- _ITEMS_:

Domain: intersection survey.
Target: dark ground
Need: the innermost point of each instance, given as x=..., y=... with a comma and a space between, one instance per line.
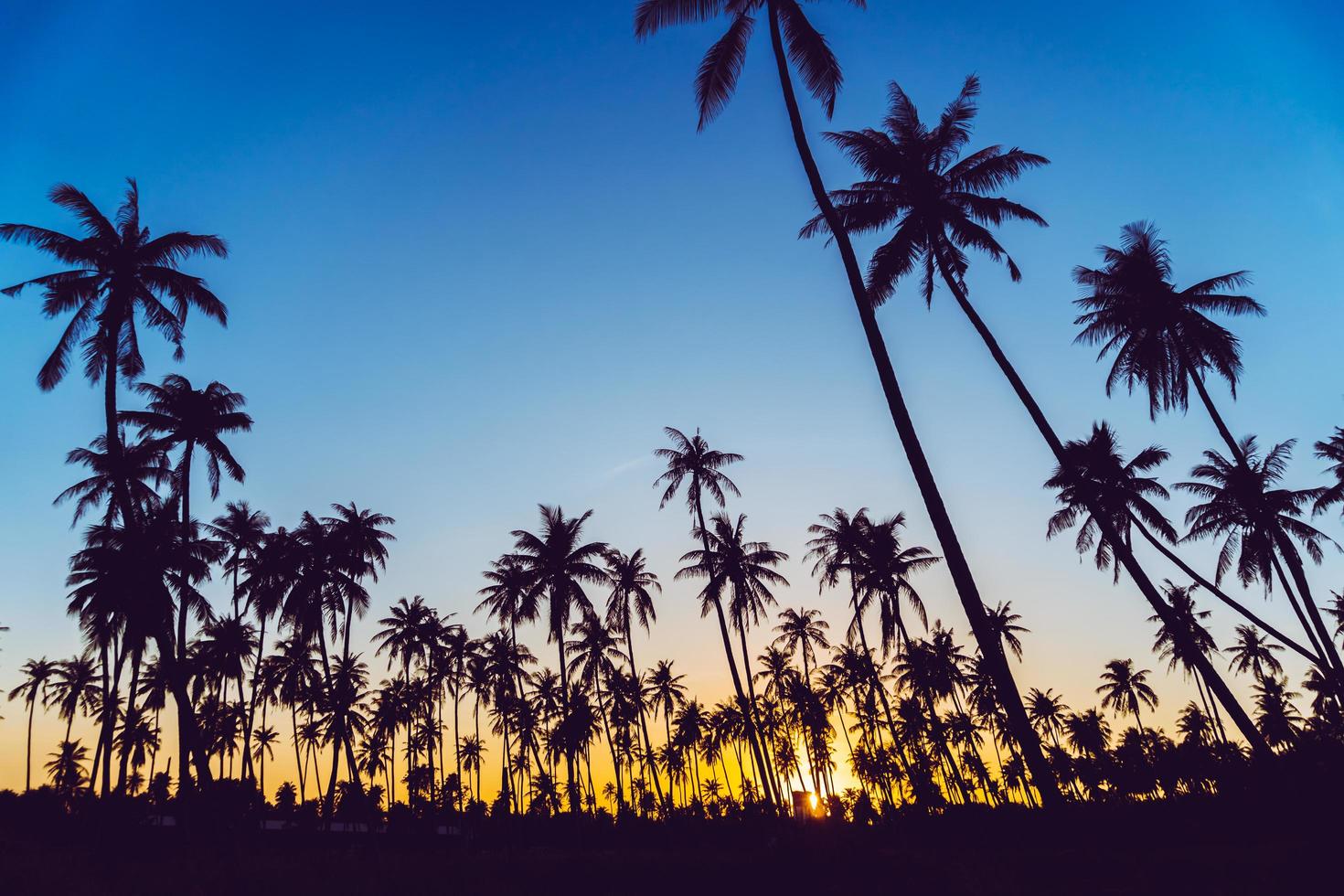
x=1212, y=847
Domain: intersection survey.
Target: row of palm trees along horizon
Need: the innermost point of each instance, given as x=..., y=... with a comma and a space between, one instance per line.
x=925, y=721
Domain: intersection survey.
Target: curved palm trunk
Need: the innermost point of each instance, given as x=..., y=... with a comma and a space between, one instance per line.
x=877, y=687
x=1218, y=592
x=1295, y=564
x=131, y=713
x=606, y=731
x=957, y=564
x=646, y=759
x=1211, y=677
x=256, y=677
x=748, y=709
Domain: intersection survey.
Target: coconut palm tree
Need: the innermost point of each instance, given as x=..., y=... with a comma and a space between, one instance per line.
x=37, y=681
x=594, y=653
x=263, y=747
x=691, y=461
x=143, y=469
x=632, y=600
x=560, y=563
x=1003, y=621
x=1161, y=336
x=666, y=693
x=803, y=633
x=68, y=767
x=242, y=531
x=116, y=272
x=403, y=637
x=938, y=203
x=1095, y=463
x=1258, y=526
x=795, y=39
x=1047, y=712
x=1125, y=689
x=190, y=418
x=1253, y=653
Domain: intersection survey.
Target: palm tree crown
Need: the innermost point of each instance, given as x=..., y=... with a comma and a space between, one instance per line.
x=918, y=182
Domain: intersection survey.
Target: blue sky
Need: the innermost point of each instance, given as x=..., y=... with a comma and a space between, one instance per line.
x=480, y=257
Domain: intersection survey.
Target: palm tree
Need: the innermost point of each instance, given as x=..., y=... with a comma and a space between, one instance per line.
x=35, y=686
x=691, y=461
x=938, y=205
x=185, y=417
x=68, y=767
x=593, y=656
x=1258, y=524
x=1161, y=336
x=1172, y=647
x=560, y=563
x=1125, y=689
x=1047, y=712
x=803, y=632
x=263, y=747
x=666, y=693
x=794, y=37
x=1095, y=463
x=116, y=271
x=1003, y=621
x=357, y=540
x=1253, y=653
x=142, y=470
x=403, y=637
x=632, y=600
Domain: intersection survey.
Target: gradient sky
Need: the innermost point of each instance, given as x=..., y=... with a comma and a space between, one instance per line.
x=480, y=257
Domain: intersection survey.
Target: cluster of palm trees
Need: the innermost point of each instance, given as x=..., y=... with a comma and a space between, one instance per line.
x=920, y=713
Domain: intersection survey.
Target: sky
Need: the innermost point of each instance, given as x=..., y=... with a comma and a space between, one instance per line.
x=479, y=257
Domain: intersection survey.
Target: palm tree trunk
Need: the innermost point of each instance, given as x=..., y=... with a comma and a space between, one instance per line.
x=131, y=713
x=1243, y=723
x=27, y=766
x=1218, y=592
x=957, y=564
x=748, y=709
x=646, y=761
x=251, y=700
x=1297, y=606
x=1304, y=590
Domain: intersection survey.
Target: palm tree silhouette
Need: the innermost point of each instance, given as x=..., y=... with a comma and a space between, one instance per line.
x=1253, y=653
x=794, y=39
x=632, y=600
x=1161, y=336
x=37, y=681
x=1126, y=495
x=1258, y=526
x=940, y=206
x=143, y=468
x=1125, y=689
x=1168, y=646
x=116, y=271
x=691, y=461
x=560, y=563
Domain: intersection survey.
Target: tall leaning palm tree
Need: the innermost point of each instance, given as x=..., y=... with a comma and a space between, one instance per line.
x=632, y=601
x=560, y=564
x=1128, y=497
x=116, y=272
x=1260, y=526
x=692, y=463
x=1161, y=336
x=1125, y=689
x=794, y=39
x=188, y=418
x=940, y=205
x=37, y=680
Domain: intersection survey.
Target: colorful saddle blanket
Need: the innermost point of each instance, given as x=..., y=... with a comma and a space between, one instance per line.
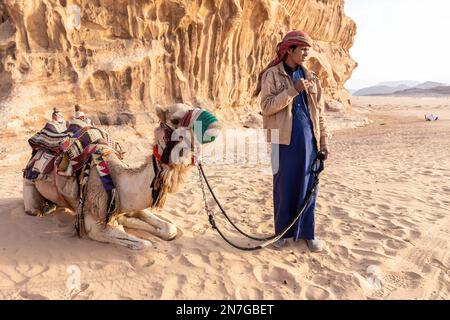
x=79, y=148
x=40, y=165
x=48, y=138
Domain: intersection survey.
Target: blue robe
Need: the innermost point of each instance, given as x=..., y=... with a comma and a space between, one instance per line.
x=293, y=177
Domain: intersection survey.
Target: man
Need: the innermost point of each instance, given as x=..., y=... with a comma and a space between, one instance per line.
x=292, y=108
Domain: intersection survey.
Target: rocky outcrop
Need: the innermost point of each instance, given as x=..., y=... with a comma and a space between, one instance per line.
x=126, y=56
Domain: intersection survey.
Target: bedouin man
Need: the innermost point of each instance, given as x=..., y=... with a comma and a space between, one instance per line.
x=292, y=107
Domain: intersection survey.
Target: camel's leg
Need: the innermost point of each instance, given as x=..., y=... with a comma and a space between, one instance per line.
x=112, y=234
x=32, y=199
x=145, y=220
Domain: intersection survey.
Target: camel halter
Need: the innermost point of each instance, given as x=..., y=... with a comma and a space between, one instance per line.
x=162, y=156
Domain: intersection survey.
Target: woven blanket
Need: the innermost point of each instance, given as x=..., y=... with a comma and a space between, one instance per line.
x=47, y=139
x=40, y=165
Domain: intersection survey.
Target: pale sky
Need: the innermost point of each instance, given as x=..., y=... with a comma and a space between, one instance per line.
x=400, y=40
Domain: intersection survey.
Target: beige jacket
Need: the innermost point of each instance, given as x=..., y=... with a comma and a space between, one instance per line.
x=277, y=95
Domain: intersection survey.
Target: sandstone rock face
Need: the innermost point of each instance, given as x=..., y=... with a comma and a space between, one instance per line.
x=127, y=56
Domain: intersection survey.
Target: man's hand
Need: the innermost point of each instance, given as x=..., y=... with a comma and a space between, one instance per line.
x=325, y=150
x=302, y=84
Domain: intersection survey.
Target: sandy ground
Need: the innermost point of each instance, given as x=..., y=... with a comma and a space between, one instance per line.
x=383, y=212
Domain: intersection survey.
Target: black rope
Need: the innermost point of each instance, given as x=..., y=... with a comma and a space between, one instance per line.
x=275, y=237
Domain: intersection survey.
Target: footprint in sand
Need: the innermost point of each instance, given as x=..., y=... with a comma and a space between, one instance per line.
x=140, y=261
x=32, y=296
x=316, y=293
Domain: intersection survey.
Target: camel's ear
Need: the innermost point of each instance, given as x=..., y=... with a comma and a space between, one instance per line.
x=161, y=113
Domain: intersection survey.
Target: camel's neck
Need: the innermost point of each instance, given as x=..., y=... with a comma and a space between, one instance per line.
x=134, y=188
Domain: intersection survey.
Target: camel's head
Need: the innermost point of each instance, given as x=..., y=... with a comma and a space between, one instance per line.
x=181, y=133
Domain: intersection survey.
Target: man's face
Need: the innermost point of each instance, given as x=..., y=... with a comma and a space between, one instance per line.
x=299, y=54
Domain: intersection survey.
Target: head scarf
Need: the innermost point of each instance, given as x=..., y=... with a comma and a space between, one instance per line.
x=78, y=113
x=292, y=38
x=57, y=116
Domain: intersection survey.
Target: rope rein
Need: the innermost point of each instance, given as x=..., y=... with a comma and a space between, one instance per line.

- _SHORT EXERCISE_: Can you rewrite all the rows above with "intersection survey" changed to "crossroads survey" and everything else left as it is, omitting the pictures?

- _ANSWER TO THE TASK_:
Domain: crossroads survey.
Target: dark ground
Need: the innermost point of each instance, given as x=..., y=... with a comma and a space between, one instance per line.
x=1212, y=847
Domain: crossroads survey.
Target: row of palm trees along horizon
Need: the innermost point of each instance, given as x=..., y=... with a comma and a space between, one instance per line.
x=925, y=721
Domain: crossroads survey.
Target: curved palm trunk
Need: the innermost point of each instance, given as x=..., y=... with a comma and a space between, one instance per line.
x=877, y=687
x=1218, y=592
x=1295, y=564
x=131, y=713
x=606, y=731
x=957, y=564
x=646, y=759
x=1211, y=677
x=256, y=677
x=748, y=709
Domain: crossroads survey.
Target: coconut palm tree
Need: the innermost point of each instance, given as x=..., y=... with a comma and a space between, one instance per line.
x=37, y=681
x=594, y=653
x=263, y=747
x=691, y=461
x=143, y=469
x=632, y=600
x=560, y=563
x=1003, y=621
x=1161, y=336
x=666, y=693
x=803, y=633
x=68, y=767
x=242, y=531
x=116, y=272
x=403, y=637
x=938, y=203
x=1095, y=463
x=1258, y=526
x=795, y=39
x=1047, y=712
x=1125, y=689
x=190, y=418
x=1253, y=653
Domain: crossroads survey.
Target: palm tree crown
Need: the innermost point of each instance, given as x=..., y=... with a comma and a space between, one instance per line.
x=918, y=182
Domain: crossroads survey.
Target: blue sky
Need: the innermost point of each instance, given as x=..., y=... with a comma and a space between, one instance per line.
x=480, y=257
Domain: crossroads survey.
Target: palm tree
Need: the innermost point of each instance, given as x=..., y=... with a comma and a space between, one instance per line.
x=35, y=686
x=691, y=461
x=938, y=205
x=185, y=417
x=68, y=767
x=593, y=656
x=1258, y=524
x=1161, y=336
x=1172, y=647
x=560, y=563
x=1125, y=689
x=1047, y=712
x=803, y=632
x=263, y=747
x=666, y=693
x=794, y=37
x=1095, y=463
x=116, y=271
x=1003, y=621
x=357, y=540
x=1253, y=653
x=142, y=470
x=403, y=637
x=632, y=600
Domain: crossroads survey.
Target: gradient sky
Need: the innermost point of each instance, given as x=..., y=... with a comma and a space between, one instance per line.
x=480, y=257
Domain: crossroads survey.
Target: cluster of palm trees
Need: the innermost point of each instance, given as x=..., y=... with a comma and a space between, one instance per line.
x=920, y=713
Domain: crossroads survey.
Target: sky
Need: the innermost point of each instance, given as x=..., y=... with a comma and a space between, one instance per line.
x=479, y=257
Domain: crossroads survey.
Target: palm tree trunk
Need: the innermost point of each instance, given as x=..., y=... with a comma and a space between, one instance per line.
x=131, y=713
x=1243, y=723
x=27, y=766
x=1218, y=592
x=957, y=564
x=748, y=709
x=646, y=761
x=251, y=700
x=1297, y=606
x=1304, y=590
Domain: crossroads survey.
Target: palm tree silhouette
Need: the innermost point of each instance, given as x=..., y=... with a comma and a space between, one instance per line.
x=1253, y=653
x=794, y=39
x=632, y=600
x=1161, y=336
x=37, y=681
x=1126, y=495
x=1258, y=526
x=940, y=206
x=143, y=468
x=1125, y=689
x=1168, y=646
x=116, y=271
x=691, y=461
x=560, y=563
Domain: crossroads survey.
Target: tall leaning palm tree
Need: the innermost point of each instance, given as x=..., y=... with a comma and a space between, one instance per line.
x=632, y=601
x=560, y=564
x=1128, y=497
x=116, y=272
x=1260, y=526
x=692, y=463
x=1161, y=336
x=1125, y=689
x=794, y=39
x=188, y=418
x=940, y=205
x=37, y=680
Domain: crossroads survey.
Target: colorful saddle blanket
Need: the innermost point of each instance, given as x=..., y=... with a comma and a space between, one instance per line.
x=79, y=148
x=40, y=165
x=48, y=138
Domain: crossroads survey.
Target: blue robe
Need: the innermost point of each instance, given as x=..., y=... with a comma and a space between, one instance per line.
x=293, y=177
Domain: crossroads survey.
Target: man
Need: the innermost point of each instance, given as x=..., y=... with a comma and a space between, one instance per line.
x=292, y=108
Domain: crossroads survey.
Target: rocky outcrop
Need: the innermost point of each instance, given as x=..., y=... with a comma and a space between, one instance per line.
x=126, y=56
Domain: crossroads survey.
Target: bedouin man
Need: the innermost point of each instance, given as x=..., y=... with a comma and a space between, one instance per line.
x=292, y=107
Domain: crossroads survey.
Target: camel's leg
Need: the innermost point of each instance, given as x=..., y=... with a comma and a space between, one instance per line.
x=112, y=234
x=32, y=199
x=145, y=220
Domain: crossroads survey.
Target: camel halter
Need: the innermost point of each instance, given as x=..., y=... with a comma and a space between, one instance per line.
x=162, y=156
Domain: crossroads survey.
Target: woven blanket
Need: the innermost point of each instance, given as x=..., y=... with a comma and a space between, one instance per line.
x=47, y=139
x=40, y=165
Domain: crossroads survey.
Target: pale sky
Need: the innermost point of each instance, given as x=..., y=... with a comma and a space between, one instance per line.
x=400, y=40
Domain: crossroads survey.
Target: beige jacket
Need: the innermost point of each instance, given as x=..., y=... with a comma and a space between, one instance per line.
x=277, y=95
Domain: crossroads survey.
Target: sandstone rock face
Need: the innermost point of each instance, given as x=..., y=... with a comma and a space between, one instance per line.
x=127, y=56
Domain: crossroads survey.
Target: man's hand
Need: the innermost point of each instance, given as x=..., y=... with a comma and a space between, one instance per line.
x=325, y=150
x=302, y=84
Domain: crossroads survey.
Target: sandy ground
Need: the innermost point of each instance, given as x=..., y=... with a comma and a space between, one instance per line.
x=383, y=212
Domain: crossroads survey.
Target: black rope
Need: the innermost point of each instance, given as x=..., y=... with a comma and a space between, one instance per line.
x=275, y=237
Domain: crossroads survey.
Target: footprint in sand
Need: the innermost point of each instance, given as x=..., y=... with a comma and a space between, one instance per line.
x=140, y=261
x=32, y=296
x=316, y=293
Domain: crossroads survey.
Target: camel's ear
Need: the innermost point of each instance, given as x=..., y=... with a comma and a space between, one instance per line.
x=161, y=113
Domain: crossroads survey.
Target: camel's neck
Need: the innermost point of each instance, given as x=..., y=... with a comma and a space between, one instance per line.
x=134, y=188
Domain: crossroads survey.
Target: camel's head
Need: the innermost point of each instance, given as x=..., y=... with a comma and a space between, one instance per line.
x=181, y=133
Domain: crossroads survey.
Target: man's face
Need: the innermost point of each instance, given as x=..., y=... with a comma and a space between, one instance per line.
x=299, y=54
Domain: crossroads survey.
Target: head scarf
Need: the innermost point of each instance, given as x=..., y=... with a comma and a space between, one instance per line.
x=78, y=113
x=292, y=38
x=57, y=116
Domain: crossroads survey.
Target: rope rein
Need: the innermost point of each instance, given as x=..., y=... with a comma and a space between, one instance per line.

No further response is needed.